Task statement:
Can you switch "green tree" to "leafy tree" throughout the data and give the lines again with everything else unchanged?

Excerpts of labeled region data
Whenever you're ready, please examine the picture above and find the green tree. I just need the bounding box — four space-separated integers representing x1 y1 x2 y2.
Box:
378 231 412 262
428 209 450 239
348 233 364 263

Expected output:
Whenever you're ready, please examine the picture above and find the leafy tree. I just need the bounding box — four space-separated integers representing x1 y1 x2 y2.
Box:
378 231 412 262
428 209 450 239
348 233 364 263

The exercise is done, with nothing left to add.